The forest structure can be described by the arrangement of trees across a landscape and their associated characteristics. The forest structure mainly includes the spatial structure and non-spatial structure. The forest spatial structure is the most representative modifiable factor and, to some extent, determines the stability and development of the forest. The spatial forest structure has been identified as a key to the management of uneven-aged forests [9,10,11]. Mingling, a uniform angle, and dominance indices are the common parameters that can be used to quantify and analyze the stand spatial structure. Diameter class diversity is also very important for forest management optimization as an important aspect of stand structural diversity. Some traditional diversity indices have been widely used in forest management to quantify stand structural diversity, including Simpson and Shannon size diversity indices and Pielou and Simpson evenness indices [12,13]. The rational management of the stand structure can improve stand quality, diversity, and stability by continuously optimizing the distribution pattern, the spatial dominance of tree sizes, and competition among trees.

Currently, models for optimizing the stand spatial structure have been used in the study of natural and plantation forests. A stand spatial structure optimization model is a multi-objective optimization approach that uses selective cutting to remove a certain number of trees to adjust the stand structure to the optimal state and maximize the function of the stand [14,15]. In the 1980s, research on the optimization model of the spatial structure of forest stands began and, according to the current research status, a comprehensive harvest index P was proposed based on the spatial structure parameters of forest stands to optimize the spatial structure of four case studies in northeast China [16]. Li et al. [17] developed bivariate thinning priority indices based on tree neighbor–spatial relationships. They used these indices to parameterize thinning in Korean pine–broadleaved mixed forests in northeast China and pine–oak mixed forests in northwest China. Dong et al. [18] present a tree-level harvest planning tool that considers four neighborhood-based structural indices (species mingling, diametric differentiation, horizontal spatial pattern, and crowdedness of trees) while concurrently recognizing other operational constraints, using a simulated annealing algorithm, and applied this approach to four 1 ha mapped stands in northeast China.

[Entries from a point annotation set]
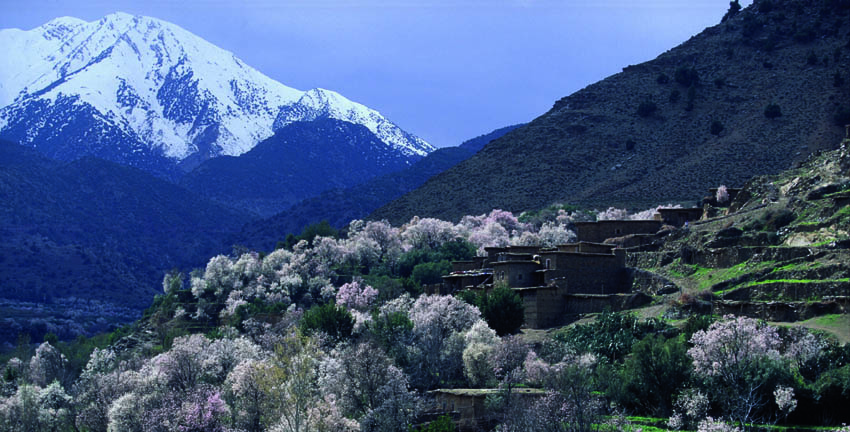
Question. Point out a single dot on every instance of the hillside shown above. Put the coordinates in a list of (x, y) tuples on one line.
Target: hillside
[(301, 160), (340, 206), (667, 129), (779, 251), (94, 237)]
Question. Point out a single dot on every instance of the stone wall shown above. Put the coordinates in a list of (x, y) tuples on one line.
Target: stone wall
[(781, 311), (578, 304), (469, 405), (544, 306), (517, 274)]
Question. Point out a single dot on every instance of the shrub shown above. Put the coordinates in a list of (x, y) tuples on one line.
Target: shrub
[(503, 310), (675, 95), (734, 8), (812, 59), (431, 273), (647, 108), (687, 76), (716, 127), (330, 319), (842, 116), (772, 111)]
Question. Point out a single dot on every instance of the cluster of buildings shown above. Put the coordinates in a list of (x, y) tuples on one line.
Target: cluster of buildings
[(562, 282)]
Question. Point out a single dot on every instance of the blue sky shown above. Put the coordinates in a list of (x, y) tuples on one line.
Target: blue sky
[(444, 70)]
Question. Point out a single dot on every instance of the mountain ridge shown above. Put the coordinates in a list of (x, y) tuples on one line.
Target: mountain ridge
[(643, 137), (157, 89)]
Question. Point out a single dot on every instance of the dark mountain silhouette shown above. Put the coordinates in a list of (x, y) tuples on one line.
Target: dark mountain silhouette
[(665, 130)]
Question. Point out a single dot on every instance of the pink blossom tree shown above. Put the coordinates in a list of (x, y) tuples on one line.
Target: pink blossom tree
[(738, 360)]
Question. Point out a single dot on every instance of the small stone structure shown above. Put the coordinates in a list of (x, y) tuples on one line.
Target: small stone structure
[(598, 232), (553, 283), (679, 217), (468, 406)]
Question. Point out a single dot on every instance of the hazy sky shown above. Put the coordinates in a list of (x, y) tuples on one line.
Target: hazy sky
[(444, 70)]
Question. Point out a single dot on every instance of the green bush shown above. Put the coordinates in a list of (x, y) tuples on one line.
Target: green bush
[(503, 310), (333, 320), (772, 111), (431, 272), (612, 335), (675, 95), (716, 127), (687, 76), (647, 108), (656, 369), (842, 116), (443, 423)]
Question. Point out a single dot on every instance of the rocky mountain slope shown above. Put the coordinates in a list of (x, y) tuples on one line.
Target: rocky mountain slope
[(147, 93), (340, 206), (779, 251), (665, 130), (86, 243), (299, 161)]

> Task objective
In the forest structure passage, what algorithm does the tree-level harvest planning tool by Dong et al. use?

> Answer to this task
A simulated annealing algorithm.